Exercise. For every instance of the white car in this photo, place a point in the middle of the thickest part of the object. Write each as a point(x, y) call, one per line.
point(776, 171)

==

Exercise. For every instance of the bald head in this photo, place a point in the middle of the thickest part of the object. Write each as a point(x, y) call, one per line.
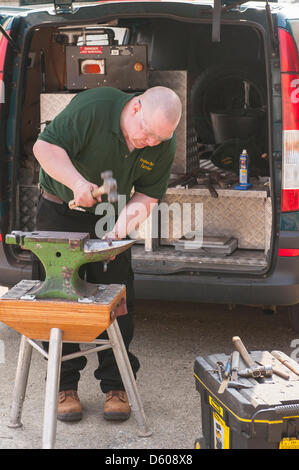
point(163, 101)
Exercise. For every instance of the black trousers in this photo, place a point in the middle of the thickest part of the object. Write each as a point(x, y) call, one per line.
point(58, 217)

Exercise directions:
Shift every point coordinate in the answers up by 50, then give the data again, requests included, starting at the line containing "Exercise. For every instance of the bald" and ending at the line containing "point(58, 217)". Leave the pictures out.

Response to the task:
Exercise. For every instance of the bald head in this photo, place a point in the middle of the thickest part of the object. Write each as a point(x, y) call, one per line.
point(213, 151)
Exercise. For every instance of the black trousers in this photo, place a point in the middle of the thickest part of the object. Write each as a point(x, y) call, one per line.
point(108, 267)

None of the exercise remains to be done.